» **Latihan Singkat 1**
Menurut teks tentang laki-laki mukmin dari keluarga Fir'aun di bawah, mengapa Fir'aun mau mendengar peringatan laki-laki itu dan menangguhkan niatnya membunuh Nabi Musa as.? Jelaskan dalam satu sampai tiga kalimat.
» **Latihan Singkat 2**
Tentukan apakah setiap pernyataan berikut sesuai dengan teks tentang laki-laki mukmin dari keluarga Fir'aun. Jawab ya atau tidak, lalu kutip kata-kata teks yang menentukannya.
(a) Nama Al-Mu'min untuk surah Ghafir diambil dari kata yang terdapat dalam ayat 45.
(b) Kitab tafsir Al-Munir menyimpulkan bahwa ayat yang dibahas merupakan peringatan terakhir dari laki-laki mukmin tersebut.
(c) Laki-laki itu menyampaikan argumentasinya membela Nabi Musa as. dengan lantang dan berani.
» **Latihan Singkat 3**
Lanjutkan teks tentang laki-laki mukmin dari keluarga Fir'aun, dimulai sesudah kalimat terakhirnya.

» **Dokumen**
--------

Laki-laki yang dimaksudkan oleh ayat di atas adalah seorang warga Qibthi dari keluarga (saudara sepupu) Fir’aun. Oleh karena itu, menurut Ibnu Jarir Ath-Thobari, Fir’aun mau mendengar ucapan dan peringatannya serta menangguhkan niatnya untuk membunuh Nabi Musa as. “Apakah kamu akan membunuh seorang laki-laki karena dia menyatakan: “Tuhanku ialah Allah padahal dia telah datang kepadamu dengan membawa keterangan- keterangan dari Tuhanmu. Dan jika ia seorang pendusta maka dialah yang menanggung (dosa) dustanya itu; dan jika ia seorang yang benar niscaya sebagian (bencana) yang diancamkannya kepadamu akan menimpamu”. (Ghafir: 28). Demikian ia dengan lantang dan berani menyampaikan argumentasinya membela Nabi Musa as.

Kisah laki-laki mukmin ini tentunya sangat layak untuk diabadikan dalam al-Qur’an. Bahkan kisah ini mendapat perhatian khusus karena banyak dikupas dalam surah Ghafir. Tercatat 17 ayat dari surah ini yang membeberkan peristiwa keimanan yang menggugah hati, yaitu mulai dari ayat 28 hingga ayat 45. Nama Al-Mu’min sebagai nama lain dari surah Ghafir juga diambil dari kata “mu’min” yang terdapat dalam ayat 28 yang ternyata merupakan ayat permulaan dari kisah laki-laki mu’min dari keluarga Fir’aun.

Secara kronologis, Prof. Dr. Wahbah Zuhail dalam kitab tafsir Al-Munir menyimpulkan bahwa ayat ini merupakan peringatan terakhir yang disampaikan oleh laki-laki mu’min tersebut setelah sederet peringatan ia sampaikan dalam beragam bentuk dan cara penyampaian.

Pada awalnya, ia mengajak Fir’aun agar mau beriman kepada Allah seraya mengingatkannya agar tidak terbuai dan terpedaya dengan glamor pesona dunia. Lantas ia mengemukakan perbandingan antara seruannya kepada fir’aun dan pengikutnya agar beriman kepada Allah yang merupakan jalan keselamatan dengan seruan mereka agar menyembah berhala yang merupakan jalan menuju kecelakaan dan kesengsaraan dalam api neraka. Maka sangat wajar apabila dalam peringatan terakhir ini disertai dengan ancaman “Kalian baru akan ingat dan menyadari kebenaran dari apa yang aku sampaikan kepada kalian dahulu. Bahkan kalian akan menyesalinya saat kalian merasakan azab yang buruk di hari tidak berguna lagi penyesalan apapun”. Demikian Allah menegas kan dalam firmanNya, “Maka Allah memeliharanya dari kejahatan tipu daya mereka, dan Fir’aun beserta kaumnya dikepung oleh azab yang amat buruk”. (Ghafir: 45)

--------

» **Data Tercatat**
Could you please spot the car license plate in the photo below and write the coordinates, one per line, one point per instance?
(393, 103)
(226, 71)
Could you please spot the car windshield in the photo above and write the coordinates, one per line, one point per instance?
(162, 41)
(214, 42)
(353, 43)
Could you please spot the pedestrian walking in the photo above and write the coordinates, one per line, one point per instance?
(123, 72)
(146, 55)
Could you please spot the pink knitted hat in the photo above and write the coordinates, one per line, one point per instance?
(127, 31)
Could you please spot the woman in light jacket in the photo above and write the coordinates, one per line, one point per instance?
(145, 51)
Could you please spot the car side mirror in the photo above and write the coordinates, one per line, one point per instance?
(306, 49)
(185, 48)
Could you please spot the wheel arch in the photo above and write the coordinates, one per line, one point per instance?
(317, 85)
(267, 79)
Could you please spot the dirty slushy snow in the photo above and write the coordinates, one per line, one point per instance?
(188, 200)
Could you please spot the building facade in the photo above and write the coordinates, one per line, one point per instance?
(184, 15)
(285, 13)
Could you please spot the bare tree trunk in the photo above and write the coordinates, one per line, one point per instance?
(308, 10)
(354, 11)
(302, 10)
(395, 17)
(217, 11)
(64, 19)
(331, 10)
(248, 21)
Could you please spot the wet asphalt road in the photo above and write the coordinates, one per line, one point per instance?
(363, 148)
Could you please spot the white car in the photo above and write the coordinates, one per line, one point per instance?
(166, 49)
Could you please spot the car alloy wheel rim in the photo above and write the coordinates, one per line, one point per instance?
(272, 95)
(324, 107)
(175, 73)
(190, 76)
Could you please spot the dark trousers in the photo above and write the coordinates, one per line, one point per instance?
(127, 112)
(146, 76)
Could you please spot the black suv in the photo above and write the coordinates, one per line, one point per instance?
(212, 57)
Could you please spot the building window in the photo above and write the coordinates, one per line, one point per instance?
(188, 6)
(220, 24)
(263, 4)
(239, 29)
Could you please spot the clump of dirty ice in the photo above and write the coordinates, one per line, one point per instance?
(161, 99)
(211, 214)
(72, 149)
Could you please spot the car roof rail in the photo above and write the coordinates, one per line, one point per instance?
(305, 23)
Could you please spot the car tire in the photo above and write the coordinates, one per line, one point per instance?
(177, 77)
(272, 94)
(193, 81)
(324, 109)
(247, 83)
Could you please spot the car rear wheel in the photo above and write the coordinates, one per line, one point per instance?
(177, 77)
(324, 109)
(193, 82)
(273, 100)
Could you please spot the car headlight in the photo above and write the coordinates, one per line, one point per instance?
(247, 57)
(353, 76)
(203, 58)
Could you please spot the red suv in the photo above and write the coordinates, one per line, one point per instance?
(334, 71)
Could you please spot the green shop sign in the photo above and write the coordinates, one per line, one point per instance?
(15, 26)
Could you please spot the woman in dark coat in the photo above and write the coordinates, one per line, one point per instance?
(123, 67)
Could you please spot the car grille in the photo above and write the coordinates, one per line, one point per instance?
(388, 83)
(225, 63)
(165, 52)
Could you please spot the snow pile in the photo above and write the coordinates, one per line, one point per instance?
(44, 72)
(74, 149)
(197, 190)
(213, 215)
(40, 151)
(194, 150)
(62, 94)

--------

» **Jawaban Tertulis 1**
Menurut Ibnu Jarir Ath-Thobari, Fir'aun mau mendengar ucapan dan peringatan laki-laki itu karena ia adalah warga Qibthi dari keluarga Fir'aun sendiri, yaitu saudara sepupunya. Karena itu pula Fir'aun menangguhkan niatnya untuk membunuh Nabi Musa as.

» **Jawaban Tertulis 2**
(a) Tidak. Teks menyebutkan bahwa nama itu "diambil dari kata “mu’min” yang terdapat dalam ayat 28".
(b) Ya. Teks menyatakan "ayat ini merupakan peringatan terakhir yang disampaikan oleh laki-laki mu’min tersebut".
(c) Ya. Teks menyatakan "Demikian ia dengan lantang dan berani menyampaikan argumentasinya membela Nabi Musa as."

» **Jawaban Tertulis 3**
Argumentasi pembelaan yang tulus ikhlas dari seorang yang benar-benar yakin dengan pertolongan Allah ternyata memberi pengaruh yang besar dalam jiwa Fir’aun. Dalam peristiwa berikutnya di masa Rasulullah, ungkapan ini dituturkan kembali oleh Abu Bakar Ash-Shiddiq ra tatkala ia melihat Uqbah bin Abi Mu’ith tengah menyiksa Rasulullah dan bermaksud untuk membunuhnya. Spontan dengan sigap dan berani, Abu Bakar tampil memegang pundak Uqbah dan menjauhkannya dari tubuh Rasulullah saw seraya mengingatkannya, “Apakah kamu akan membunuh seorang laki-laki karena dia menyatakan: “Tuhanku ialah Allah padahal dia telah datang kepadamu dengan membawa keterangan- keterangan dari Tuhanmu”.

Keberanian Abu Bakar yang bercermin dari keberanian laki-laki mu’min dari keluarga Fir’aun diakui oleh Ali bin Abi Tholib ra. la adalah saksi mata keberanian tersebut seperti yang diriwayatkan oleh Al-Bazzar dan Abu Na’im dalam kitab “Keutamaan para sahabat”.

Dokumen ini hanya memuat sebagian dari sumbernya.